CONSIGNES À SUIVRE: Convertissez toutes les lignes du matériel ci-dessous en une liste numérotée, sans reprendre les lignes vides.

ENREGISTREMENTS DE DONNÉES:

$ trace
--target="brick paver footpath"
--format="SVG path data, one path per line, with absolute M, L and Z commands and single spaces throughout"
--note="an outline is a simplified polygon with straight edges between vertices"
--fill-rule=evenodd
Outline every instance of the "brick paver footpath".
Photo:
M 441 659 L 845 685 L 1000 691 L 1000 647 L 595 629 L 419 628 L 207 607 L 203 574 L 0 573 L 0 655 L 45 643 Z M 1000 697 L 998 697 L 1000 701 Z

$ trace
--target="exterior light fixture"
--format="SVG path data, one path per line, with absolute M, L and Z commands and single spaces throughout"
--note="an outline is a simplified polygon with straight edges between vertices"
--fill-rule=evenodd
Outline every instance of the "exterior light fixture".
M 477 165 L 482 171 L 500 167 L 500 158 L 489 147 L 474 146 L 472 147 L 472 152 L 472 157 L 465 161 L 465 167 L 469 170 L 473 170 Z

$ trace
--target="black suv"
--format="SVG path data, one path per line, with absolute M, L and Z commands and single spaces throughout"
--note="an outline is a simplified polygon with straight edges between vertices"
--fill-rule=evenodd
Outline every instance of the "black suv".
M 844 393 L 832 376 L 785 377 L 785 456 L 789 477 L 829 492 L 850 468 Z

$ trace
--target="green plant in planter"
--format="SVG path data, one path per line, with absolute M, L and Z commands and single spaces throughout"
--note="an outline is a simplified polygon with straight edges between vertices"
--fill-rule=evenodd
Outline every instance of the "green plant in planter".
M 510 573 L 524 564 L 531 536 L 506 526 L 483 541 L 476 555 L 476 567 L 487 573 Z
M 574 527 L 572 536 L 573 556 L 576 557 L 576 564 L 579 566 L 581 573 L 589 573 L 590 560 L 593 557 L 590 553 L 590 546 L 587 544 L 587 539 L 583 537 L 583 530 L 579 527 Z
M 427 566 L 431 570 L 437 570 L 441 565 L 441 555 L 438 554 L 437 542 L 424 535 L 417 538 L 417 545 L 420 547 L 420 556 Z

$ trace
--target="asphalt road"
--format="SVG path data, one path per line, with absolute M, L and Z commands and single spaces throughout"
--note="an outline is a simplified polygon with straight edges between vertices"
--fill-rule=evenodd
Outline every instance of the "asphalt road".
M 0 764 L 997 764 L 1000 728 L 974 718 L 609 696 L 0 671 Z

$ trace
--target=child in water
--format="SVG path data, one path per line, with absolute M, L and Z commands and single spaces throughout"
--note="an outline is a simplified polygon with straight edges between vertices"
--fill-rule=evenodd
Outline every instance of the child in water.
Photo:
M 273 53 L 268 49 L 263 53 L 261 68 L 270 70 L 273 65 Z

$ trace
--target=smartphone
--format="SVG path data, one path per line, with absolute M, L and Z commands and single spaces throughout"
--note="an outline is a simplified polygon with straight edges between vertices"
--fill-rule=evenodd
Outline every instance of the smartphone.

RÉSULTAT FINAL:
1. $ trace
2. --target="brick paver footpath"
3. --format="SVG path data, one path per line, with absolute M, L and Z commands and single spaces throughout"
4. --note="an outline is a simplified polygon with straight edges between vertices"
5. --fill-rule=evenodd
6. Outline every instance of the "brick paver footpath".
7. Photo:
8. M 441 659 L 845 685 L 1000 691 L 1000 647 L 595 629 L 419 628 L 207 607 L 203 574 L 0 573 L 0 655 L 45 643 Z M 1000 697 L 998 697 L 1000 701 Z
9. $ trace
10. --target="exterior light fixture"
11. --format="SVG path data, one path per line, with absolute M, L and Z commands and single spaces throughout"
12. --note="an outline is a simplified polygon with straight edges between vertices"
13. --fill-rule=evenodd
14. Outline every instance of the "exterior light fixture".
15. M 477 165 L 482 171 L 500 167 L 500 158 L 489 147 L 474 146 L 472 147 L 472 152 L 472 157 L 465 161 L 465 167 L 469 170 L 473 170 Z
16. $ trace
17. --target="black suv"
18. --format="SVG path data, one path per line, with absolute M, L and Z commands and single spaces throughout"
19. --note="an outline is a simplified polygon with straight edges between vertices"
20. --fill-rule=evenodd
21. Outline every instance of the "black suv".
22. M 844 393 L 832 376 L 785 377 L 785 456 L 789 477 L 829 492 L 850 468 Z
23. $ trace
24. --target="green plant in planter"
25. --format="SVG path data, one path per line, with absolute M, L and Z commands and single spaces throughout"
26. --note="an outline is a simplified polygon with straight edges between vertices"
27. --fill-rule=evenodd
28. Outline every instance of the "green plant in planter".
29. M 510 573 L 524 564 L 531 536 L 506 526 L 483 541 L 476 555 L 476 567 L 487 573 Z
30. M 574 527 L 572 536 L 573 556 L 576 557 L 576 564 L 579 566 L 581 573 L 589 573 L 590 560 L 593 557 L 590 553 L 590 546 L 587 544 L 587 539 L 583 537 L 583 530 L 579 527 Z
31. M 427 566 L 431 570 L 437 570 L 441 565 L 441 555 L 438 554 L 437 542 L 424 535 L 417 538 L 417 545 L 420 547 L 420 556 Z
32. $ trace
33. --target="asphalt road"
34. --format="SVG path data, one path per line, with absolute M, L and Z commands and single spaces throughout"
35. --note="an outline is a simplified polygon with straight edges between vertices"
36. --fill-rule=evenodd
37. Outline every instance of the "asphalt road".
38. M 0 764 L 997 764 L 1000 728 L 974 718 L 609 696 L 0 671 Z
39. $ trace
40. --target=child in water
41. --format="SVG path data, one path per line, with absolute M, L and Z commands and single spaces throughout"
42. --note="an outline is a simplified polygon with straight edges between vertices"
43. --fill-rule=evenodd
44. Outline every instance of the child in water.
45. Photo:
46. M 273 53 L 268 49 L 263 53 L 261 68 L 270 70 L 273 65 Z
47. $ trace
48. --target=smartphone
49. --format="SVG path data, one path per line, with absolute M, L and Z commands and single spaces throughout"
50. --note="an outline is a simplified polygon with straight edges between vertices"
51. --fill-rule=evenodd
52. Outline every instance of the smartphone.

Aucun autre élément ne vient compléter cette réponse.